MATERIAL SUPPLIED START

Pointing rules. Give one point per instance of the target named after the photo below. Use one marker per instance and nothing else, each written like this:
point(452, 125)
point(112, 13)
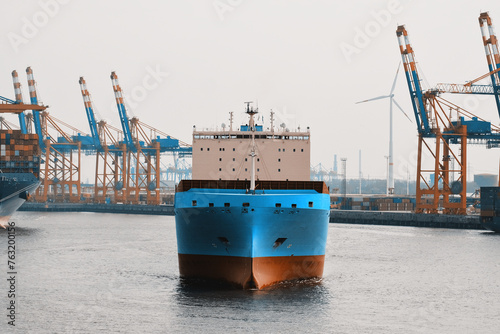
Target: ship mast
point(251, 123)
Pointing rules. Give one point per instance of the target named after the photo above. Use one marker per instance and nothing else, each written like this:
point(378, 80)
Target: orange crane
point(447, 124)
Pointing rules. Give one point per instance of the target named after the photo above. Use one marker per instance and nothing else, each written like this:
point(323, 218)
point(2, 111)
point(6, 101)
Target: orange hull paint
point(249, 273)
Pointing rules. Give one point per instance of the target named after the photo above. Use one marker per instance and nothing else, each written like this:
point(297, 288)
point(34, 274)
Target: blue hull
point(15, 188)
point(264, 237)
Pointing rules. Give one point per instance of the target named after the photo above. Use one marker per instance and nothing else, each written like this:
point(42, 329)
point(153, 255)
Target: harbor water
point(112, 273)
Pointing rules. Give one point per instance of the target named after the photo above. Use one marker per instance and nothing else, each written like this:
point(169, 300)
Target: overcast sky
point(191, 62)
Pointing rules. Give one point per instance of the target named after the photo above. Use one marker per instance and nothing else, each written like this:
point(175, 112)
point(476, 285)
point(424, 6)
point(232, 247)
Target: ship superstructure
point(250, 216)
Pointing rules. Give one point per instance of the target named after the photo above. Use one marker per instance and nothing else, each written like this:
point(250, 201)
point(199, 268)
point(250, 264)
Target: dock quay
point(167, 210)
point(362, 217)
point(391, 218)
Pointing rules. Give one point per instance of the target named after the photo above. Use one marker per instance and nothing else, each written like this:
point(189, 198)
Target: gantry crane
point(111, 155)
point(143, 158)
point(59, 172)
point(447, 124)
point(19, 99)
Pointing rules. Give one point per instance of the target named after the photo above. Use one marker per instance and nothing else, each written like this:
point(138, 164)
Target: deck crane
point(19, 99)
point(448, 124)
point(111, 156)
point(143, 155)
point(59, 174)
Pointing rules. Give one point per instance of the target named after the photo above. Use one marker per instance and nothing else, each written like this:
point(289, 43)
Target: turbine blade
point(375, 98)
point(395, 79)
point(397, 105)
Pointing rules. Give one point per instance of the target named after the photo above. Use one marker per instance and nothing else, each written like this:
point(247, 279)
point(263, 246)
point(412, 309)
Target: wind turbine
point(390, 177)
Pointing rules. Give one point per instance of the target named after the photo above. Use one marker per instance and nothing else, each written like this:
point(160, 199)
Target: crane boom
point(127, 135)
point(491, 49)
point(413, 80)
point(19, 99)
point(90, 113)
point(34, 100)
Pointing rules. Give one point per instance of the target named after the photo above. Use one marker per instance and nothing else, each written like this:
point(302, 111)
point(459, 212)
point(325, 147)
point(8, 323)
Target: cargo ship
point(251, 217)
point(19, 170)
point(490, 208)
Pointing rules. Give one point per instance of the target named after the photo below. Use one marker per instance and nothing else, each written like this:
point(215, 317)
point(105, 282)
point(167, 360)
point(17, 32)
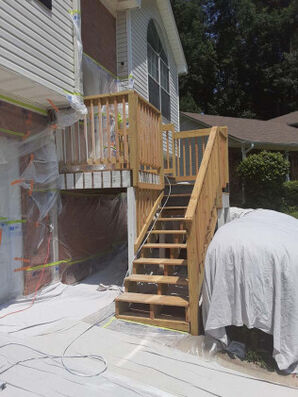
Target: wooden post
point(161, 172)
point(194, 277)
point(131, 225)
point(133, 136)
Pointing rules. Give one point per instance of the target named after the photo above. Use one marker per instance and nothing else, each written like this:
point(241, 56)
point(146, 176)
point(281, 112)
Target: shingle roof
point(251, 130)
point(290, 118)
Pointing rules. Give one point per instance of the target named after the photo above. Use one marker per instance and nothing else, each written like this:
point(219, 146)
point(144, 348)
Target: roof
point(251, 130)
point(290, 118)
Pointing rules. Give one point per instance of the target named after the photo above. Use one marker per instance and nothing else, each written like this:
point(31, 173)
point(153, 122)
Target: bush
point(291, 193)
point(263, 175)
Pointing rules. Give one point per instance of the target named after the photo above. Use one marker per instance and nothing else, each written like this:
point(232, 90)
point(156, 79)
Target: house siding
point(39, 43)
point(139, 20)
point(99, 34)
point(122, 55)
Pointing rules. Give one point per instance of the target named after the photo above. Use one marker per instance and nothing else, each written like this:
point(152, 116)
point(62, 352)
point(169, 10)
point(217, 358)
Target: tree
point(242, 56)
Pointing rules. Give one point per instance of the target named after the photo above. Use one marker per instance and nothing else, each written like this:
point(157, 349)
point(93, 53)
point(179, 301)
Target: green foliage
point(263, 175)
point(291, 193)
point(242, 56)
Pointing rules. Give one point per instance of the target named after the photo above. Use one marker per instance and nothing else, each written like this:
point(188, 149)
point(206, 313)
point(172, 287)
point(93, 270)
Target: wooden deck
point(122, 143)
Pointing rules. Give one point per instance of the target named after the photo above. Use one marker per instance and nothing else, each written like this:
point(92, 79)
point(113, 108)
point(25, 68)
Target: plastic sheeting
point(251, 278)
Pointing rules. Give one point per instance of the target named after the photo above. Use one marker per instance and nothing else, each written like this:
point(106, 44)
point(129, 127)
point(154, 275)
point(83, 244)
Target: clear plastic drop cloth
point(251, 278)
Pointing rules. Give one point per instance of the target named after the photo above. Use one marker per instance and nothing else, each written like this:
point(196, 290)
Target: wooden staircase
point(165, 284)
point(161, 270)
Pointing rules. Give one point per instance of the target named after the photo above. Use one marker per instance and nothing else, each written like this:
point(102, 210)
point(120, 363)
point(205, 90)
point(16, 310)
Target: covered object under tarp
point(251, 278)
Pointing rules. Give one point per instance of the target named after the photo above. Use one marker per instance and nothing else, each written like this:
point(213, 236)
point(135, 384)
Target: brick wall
point(99, 34)
point(294, 165)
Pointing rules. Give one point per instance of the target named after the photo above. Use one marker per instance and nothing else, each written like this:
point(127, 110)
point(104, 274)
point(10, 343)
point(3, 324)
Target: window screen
point(47, 3)
point(158, 72)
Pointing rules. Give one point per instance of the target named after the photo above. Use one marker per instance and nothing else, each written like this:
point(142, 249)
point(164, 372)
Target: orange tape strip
point(22, 259)
point(17, 181)
point(31, 188)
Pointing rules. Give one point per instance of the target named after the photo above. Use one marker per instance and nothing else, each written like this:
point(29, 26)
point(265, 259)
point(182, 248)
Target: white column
point(55, 243)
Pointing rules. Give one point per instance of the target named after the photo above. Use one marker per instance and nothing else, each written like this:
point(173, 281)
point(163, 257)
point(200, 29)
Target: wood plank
point(150, 299)
point(175, 208)
point(144, 278)
point(168, 231)
point(165, 245)
point(92, 131)
point(193, 133)
point(161, 261)
point(182, 219)
point(178, 325)
point(201, 176)
point(148, 221)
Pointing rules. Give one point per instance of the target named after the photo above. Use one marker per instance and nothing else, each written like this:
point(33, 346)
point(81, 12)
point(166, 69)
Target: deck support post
point(131, 225)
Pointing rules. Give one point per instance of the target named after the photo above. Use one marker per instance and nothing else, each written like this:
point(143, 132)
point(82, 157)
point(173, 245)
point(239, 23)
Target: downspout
point(129, 50)
point(288, 173)
point(244, 153)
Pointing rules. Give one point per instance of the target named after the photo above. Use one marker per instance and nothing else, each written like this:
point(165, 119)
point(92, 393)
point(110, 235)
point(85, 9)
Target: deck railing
point(201, 214)
point(183, 152)
point(121, 131)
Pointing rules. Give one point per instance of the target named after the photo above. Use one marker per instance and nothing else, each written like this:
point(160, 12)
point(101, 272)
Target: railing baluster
point(92, 130)
point(86, 137)
point(197, 155)
point(184, 157)
point(100, 132)
point(190, 156)
point(126, 156)
point(116, 130)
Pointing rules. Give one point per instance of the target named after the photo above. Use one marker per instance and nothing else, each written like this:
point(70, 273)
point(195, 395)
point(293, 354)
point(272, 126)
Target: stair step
point(143, 278)
point(178, 207)
point(180, 195)
point(179, 325)
point(182, 219)
point(168, 231)
point(165, 245)
point(150, 299)
point(161, 261)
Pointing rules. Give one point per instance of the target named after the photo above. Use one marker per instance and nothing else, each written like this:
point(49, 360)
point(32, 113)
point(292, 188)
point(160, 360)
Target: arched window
point(158, 72)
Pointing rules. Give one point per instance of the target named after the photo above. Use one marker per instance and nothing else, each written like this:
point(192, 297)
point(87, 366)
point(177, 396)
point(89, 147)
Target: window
point(47, 3)
point(158, 72)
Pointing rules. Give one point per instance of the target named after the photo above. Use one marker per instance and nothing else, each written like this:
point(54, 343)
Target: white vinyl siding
point(122, 56)
point(140, 18)
point(39, 43)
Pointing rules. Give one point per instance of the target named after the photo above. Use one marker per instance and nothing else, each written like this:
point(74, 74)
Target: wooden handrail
point(201, 214)
point(149, 219)
point(197, 190)
point(192, 133)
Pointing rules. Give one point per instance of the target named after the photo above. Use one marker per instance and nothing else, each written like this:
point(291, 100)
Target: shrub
point(263, 175)
point(291, 193)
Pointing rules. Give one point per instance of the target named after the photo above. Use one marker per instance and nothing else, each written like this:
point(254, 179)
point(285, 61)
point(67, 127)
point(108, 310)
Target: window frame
point(47, 3)
point(159, 82)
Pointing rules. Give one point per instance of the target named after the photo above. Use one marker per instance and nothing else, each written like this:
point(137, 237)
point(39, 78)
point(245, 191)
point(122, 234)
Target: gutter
point(246, 151)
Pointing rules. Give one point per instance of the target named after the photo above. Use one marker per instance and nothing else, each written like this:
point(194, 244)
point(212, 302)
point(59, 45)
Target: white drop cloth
point(251, 278)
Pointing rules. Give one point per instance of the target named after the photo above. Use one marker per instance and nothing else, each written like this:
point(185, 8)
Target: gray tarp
point(251, 278)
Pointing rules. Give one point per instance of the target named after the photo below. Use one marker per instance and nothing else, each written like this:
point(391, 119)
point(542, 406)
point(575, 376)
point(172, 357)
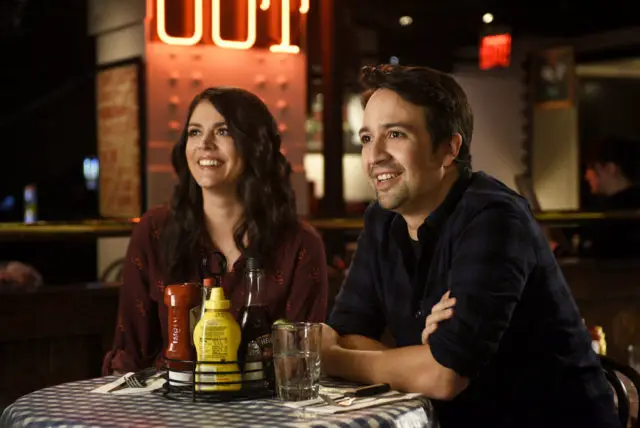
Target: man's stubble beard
point(393, 199)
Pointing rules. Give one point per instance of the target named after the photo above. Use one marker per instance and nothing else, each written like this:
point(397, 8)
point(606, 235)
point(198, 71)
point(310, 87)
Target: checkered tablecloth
point(72, 405)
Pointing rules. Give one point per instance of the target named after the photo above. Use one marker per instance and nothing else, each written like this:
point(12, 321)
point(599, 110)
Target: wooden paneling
point(608, 294)
point(54, 335)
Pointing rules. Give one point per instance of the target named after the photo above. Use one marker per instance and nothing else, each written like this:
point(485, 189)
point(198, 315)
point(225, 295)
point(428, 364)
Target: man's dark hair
point(447, 109)
point(620, 151)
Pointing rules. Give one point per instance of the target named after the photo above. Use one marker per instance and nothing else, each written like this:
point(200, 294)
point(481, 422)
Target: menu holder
point(192, 383)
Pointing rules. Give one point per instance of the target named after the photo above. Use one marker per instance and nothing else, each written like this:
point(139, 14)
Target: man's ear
point(452, 149)
point(611, 168)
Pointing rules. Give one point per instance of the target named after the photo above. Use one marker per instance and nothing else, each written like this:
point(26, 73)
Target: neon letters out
point(250, 40)
point(495, 51)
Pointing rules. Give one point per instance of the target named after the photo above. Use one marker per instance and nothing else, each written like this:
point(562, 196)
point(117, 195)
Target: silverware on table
point(349, 397)
point(139, 378)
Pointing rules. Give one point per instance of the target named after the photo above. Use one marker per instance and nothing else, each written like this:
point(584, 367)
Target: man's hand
point(330, 338)
point(443, 310)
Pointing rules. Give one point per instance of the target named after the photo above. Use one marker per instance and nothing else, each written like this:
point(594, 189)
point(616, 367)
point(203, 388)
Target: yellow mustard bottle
point(217, 337)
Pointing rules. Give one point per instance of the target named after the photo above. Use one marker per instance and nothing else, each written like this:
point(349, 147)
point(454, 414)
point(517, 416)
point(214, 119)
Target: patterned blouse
point(296, 290)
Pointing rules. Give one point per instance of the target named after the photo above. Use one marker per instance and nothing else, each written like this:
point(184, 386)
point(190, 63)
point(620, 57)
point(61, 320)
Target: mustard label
point(217, 337)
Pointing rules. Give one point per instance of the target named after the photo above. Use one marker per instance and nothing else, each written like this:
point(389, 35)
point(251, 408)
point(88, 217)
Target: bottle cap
point(253, 263)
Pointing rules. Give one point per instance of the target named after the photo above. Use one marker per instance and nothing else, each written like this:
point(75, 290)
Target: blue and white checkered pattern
point(72, 405)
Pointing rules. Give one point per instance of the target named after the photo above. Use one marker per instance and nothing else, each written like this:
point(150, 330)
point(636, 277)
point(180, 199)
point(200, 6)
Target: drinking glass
point(296, 356)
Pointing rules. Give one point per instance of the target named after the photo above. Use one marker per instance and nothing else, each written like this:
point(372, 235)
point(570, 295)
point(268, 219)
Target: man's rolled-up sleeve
point(357, 309)
point(491, 262)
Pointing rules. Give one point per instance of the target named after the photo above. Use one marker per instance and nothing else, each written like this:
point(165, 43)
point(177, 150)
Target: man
point(614, 175)
point(511, 349)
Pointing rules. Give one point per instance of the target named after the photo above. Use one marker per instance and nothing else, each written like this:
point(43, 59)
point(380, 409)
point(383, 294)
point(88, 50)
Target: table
point(72, 405)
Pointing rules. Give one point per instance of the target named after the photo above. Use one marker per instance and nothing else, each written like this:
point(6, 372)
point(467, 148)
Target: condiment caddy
point(220, 358)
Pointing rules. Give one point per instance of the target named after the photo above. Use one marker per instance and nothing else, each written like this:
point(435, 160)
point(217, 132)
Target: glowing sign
point(161, 25)
point(216, 19)
point(251, 27)
point(495, 51)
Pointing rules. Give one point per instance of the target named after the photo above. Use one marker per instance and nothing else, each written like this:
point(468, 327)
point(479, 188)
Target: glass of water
point(296, 356)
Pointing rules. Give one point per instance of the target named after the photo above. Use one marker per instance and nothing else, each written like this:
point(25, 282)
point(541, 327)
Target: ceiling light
point(405, 20)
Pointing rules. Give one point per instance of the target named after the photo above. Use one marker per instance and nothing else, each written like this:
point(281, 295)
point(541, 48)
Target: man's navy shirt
point(516, 332)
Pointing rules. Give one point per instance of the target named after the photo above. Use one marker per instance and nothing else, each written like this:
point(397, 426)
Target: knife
point(348, 397)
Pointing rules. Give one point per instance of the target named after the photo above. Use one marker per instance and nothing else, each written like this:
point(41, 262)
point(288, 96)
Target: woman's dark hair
point(447, 107)
point(264, 186)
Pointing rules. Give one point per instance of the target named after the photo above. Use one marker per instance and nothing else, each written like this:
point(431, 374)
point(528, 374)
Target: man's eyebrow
point(404, 125)
point(215, 125)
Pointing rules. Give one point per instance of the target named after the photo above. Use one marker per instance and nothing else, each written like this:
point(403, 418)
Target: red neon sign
point(495, 51)
point(216, 22)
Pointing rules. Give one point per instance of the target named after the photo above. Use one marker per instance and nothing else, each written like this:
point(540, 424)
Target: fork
point(139, 379)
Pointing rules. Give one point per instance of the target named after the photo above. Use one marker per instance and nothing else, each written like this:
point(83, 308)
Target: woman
point(233, 196)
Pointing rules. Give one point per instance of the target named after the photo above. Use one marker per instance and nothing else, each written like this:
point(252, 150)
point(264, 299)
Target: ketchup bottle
point(180, 300)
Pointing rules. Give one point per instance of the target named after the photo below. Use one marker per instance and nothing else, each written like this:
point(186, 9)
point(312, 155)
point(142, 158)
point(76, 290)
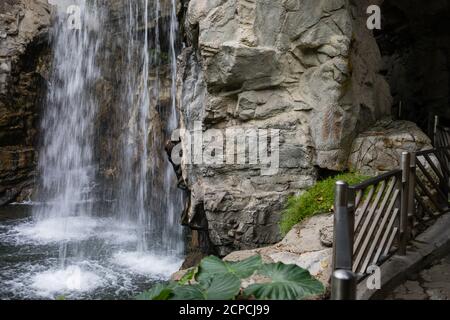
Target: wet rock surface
point(24, 57)
point(301, 246)
point(379, 149)
point(312, 72)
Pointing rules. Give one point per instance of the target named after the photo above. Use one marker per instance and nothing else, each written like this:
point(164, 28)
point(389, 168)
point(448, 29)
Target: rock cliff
point(307, 68)
point(23, 59)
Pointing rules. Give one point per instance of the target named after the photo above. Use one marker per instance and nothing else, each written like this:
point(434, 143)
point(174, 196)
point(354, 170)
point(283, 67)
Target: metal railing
point(376, 219)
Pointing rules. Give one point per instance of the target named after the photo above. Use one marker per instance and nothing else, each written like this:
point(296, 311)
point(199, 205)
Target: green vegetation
point(318, 199)
point(215, 279)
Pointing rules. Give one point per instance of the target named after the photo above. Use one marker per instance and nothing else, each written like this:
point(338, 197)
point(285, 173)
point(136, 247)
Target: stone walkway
point(430, 284)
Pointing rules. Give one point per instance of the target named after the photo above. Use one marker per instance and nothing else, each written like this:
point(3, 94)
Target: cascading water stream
point(67, 169)
point(87, 243)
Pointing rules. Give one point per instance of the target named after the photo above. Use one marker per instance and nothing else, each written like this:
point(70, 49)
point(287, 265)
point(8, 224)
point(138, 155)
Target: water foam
point(147, 263)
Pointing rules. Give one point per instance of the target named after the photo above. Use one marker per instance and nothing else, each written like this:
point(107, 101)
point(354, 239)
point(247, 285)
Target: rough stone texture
point(379, 149)
point(430, 284)
point(301, 246)
point(23, 59)
point(312, 73)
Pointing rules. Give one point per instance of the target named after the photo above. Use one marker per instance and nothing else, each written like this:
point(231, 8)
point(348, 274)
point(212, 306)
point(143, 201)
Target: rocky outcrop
point(23, 59)
point(379, 149)
point(304, 246)
point(307, 68)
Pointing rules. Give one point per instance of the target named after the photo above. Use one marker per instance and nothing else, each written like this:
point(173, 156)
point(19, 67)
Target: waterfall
point(66, 162)
point(136, 226)
point(151, 196)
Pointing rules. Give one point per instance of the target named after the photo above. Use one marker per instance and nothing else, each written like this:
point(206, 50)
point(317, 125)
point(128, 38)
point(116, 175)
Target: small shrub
point(318, 199)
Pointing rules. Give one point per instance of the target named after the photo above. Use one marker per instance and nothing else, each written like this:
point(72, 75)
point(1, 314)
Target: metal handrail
point(376, 218)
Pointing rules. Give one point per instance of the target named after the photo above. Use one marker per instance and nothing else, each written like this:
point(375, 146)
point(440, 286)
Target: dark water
point(30, 264)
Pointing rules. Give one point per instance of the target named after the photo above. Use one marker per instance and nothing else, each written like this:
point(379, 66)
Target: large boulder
point(379, 149)
point(23, 69)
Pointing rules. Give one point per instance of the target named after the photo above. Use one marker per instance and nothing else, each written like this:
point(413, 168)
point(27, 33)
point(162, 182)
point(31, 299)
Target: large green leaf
point(157, 292)
point(288, 282)
point(213, 266)
point(220, 287)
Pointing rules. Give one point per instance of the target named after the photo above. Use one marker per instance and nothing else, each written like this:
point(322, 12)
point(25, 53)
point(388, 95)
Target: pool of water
point(101, 258)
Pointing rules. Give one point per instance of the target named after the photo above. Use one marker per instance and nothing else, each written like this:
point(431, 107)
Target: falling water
point(136, 235)
point(67, 169)
point(151, 195)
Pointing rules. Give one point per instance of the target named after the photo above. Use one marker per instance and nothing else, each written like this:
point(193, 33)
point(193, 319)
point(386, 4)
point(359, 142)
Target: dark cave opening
point(415, 45)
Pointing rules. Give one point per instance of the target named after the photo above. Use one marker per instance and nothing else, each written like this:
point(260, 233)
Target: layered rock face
point(23, 69)
point(307, 68)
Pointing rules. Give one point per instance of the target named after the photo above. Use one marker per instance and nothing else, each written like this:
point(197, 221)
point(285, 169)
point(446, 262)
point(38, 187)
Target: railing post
point(405, 198)
point(435, 131)
point(343, 285)
point(343, 282)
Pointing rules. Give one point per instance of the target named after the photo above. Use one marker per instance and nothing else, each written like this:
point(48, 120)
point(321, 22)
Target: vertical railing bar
point(343, 280)
point(379, 231)
point(427, 193)
point(365, 207)
point(363, 253)
point(404, 228)
point(430, 179)
point(387, 231)
point(411, 190)
point(362, 232)
point(435, 169)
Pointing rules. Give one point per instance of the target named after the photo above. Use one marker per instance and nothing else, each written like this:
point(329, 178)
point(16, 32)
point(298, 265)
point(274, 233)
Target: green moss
point(318, 199)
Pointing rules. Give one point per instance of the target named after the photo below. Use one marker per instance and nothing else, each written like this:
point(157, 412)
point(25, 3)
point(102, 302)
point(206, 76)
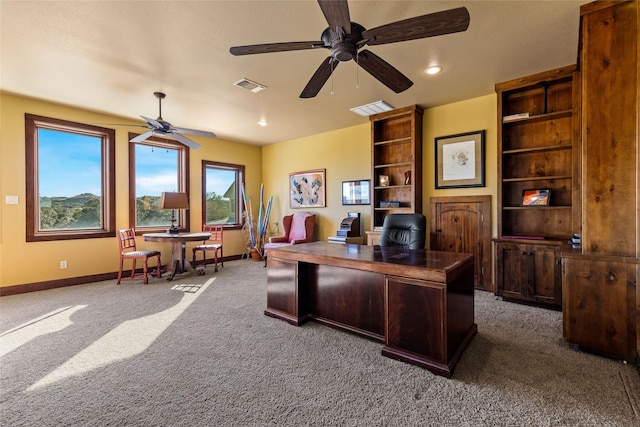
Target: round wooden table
point(179, 244)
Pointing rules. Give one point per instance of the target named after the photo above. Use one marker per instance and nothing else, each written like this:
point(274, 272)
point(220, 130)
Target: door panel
point(463, 224)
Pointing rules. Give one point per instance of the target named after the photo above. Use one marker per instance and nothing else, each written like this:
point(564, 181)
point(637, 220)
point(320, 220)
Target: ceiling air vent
point(250, 85)
point(373, 108)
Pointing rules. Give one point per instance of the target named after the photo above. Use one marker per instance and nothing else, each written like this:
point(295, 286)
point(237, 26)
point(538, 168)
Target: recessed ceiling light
point(433, 69)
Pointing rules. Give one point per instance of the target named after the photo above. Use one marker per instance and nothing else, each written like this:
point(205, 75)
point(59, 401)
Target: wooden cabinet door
point(544, 275)
point(511, 270)
point(599, 305)
point(463, 224)
point(529, 272)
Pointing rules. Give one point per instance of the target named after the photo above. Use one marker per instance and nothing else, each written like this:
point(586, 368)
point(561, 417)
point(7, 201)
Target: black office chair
point(405, 230)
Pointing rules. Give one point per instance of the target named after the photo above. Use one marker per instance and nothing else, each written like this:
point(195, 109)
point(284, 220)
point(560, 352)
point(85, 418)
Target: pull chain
point(332, 68)
point(357, 69)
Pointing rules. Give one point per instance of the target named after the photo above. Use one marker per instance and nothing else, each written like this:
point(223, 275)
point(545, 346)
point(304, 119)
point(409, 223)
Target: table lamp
point(174, 201)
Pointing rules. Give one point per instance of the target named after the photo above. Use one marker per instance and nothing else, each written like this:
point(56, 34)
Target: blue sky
point(77, 168)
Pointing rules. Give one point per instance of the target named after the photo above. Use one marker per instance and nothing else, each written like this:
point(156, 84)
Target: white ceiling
point(110, 56)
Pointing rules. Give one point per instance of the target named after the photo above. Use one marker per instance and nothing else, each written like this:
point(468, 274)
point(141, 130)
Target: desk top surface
point(390, 260)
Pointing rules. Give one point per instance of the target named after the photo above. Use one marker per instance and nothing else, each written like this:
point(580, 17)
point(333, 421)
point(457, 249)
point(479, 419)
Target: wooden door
point(544, 274)
point(463, 224)
point(512, 269)
point(599, 294)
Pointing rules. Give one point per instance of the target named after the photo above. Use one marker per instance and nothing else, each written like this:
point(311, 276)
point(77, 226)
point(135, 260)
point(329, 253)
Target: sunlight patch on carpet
point(126, 340)
point(54, 321)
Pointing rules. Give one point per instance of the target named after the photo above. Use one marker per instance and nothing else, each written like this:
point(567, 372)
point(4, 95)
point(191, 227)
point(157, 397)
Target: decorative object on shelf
point(174, 201)
point(385, 204)
point(536, 197)
point(307, 189)
point(257, 229)
point(460, 160)
point(355, 192)
point(512, 117)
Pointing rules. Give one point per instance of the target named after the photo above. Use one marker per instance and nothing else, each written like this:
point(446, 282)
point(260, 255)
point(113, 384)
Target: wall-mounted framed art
point(307, 189)
point(356, 192)
point(460, 160)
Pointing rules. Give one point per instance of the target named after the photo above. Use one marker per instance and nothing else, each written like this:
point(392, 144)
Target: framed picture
point(460, 160)
point(355, 192)
point(536, 197)
point(307, 189)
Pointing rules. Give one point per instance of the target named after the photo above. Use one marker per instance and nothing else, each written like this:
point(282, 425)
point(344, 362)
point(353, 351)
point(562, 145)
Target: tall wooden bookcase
point(601, 305)
point(538, 128)
point(396, 153)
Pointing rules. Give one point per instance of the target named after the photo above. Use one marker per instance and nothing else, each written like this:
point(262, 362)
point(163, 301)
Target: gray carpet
point(203, 354)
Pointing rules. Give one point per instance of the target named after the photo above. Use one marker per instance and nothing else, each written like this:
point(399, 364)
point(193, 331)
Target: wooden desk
point(178, 241)
point(419, 303)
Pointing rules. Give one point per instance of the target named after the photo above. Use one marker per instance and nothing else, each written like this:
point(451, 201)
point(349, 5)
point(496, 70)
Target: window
point(221, 199)
point(70, 180)
point(156, 165)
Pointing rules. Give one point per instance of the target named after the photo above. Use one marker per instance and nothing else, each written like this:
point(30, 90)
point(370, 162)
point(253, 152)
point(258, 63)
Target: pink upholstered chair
point(298, 228)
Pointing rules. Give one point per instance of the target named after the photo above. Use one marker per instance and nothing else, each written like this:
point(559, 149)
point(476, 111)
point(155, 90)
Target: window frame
point(183, 215)
point(108, 211)
point(240, 169)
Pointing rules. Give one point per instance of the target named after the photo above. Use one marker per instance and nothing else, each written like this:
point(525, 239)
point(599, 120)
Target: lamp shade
point(174, 201)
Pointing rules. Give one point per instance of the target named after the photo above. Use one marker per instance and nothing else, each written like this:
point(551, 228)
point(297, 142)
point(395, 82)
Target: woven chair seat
point(140, 254)
point(209, 246)
point(128, 250)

MATERIAL SUPPLIED END

Which lines above run from the one containing "point(268, 219)" to the one containing "point(165, 43)"? Give them again exactly, both ends included.

## REPLY
point(268, 219)
Target: man's rolled-up sleeve
point(357, 309)
point(491, 262)
Pointing rules. Give one point per instance of the target named after the photo above. Use one marker per instance and nothing else, each written like this:
point(165, 43)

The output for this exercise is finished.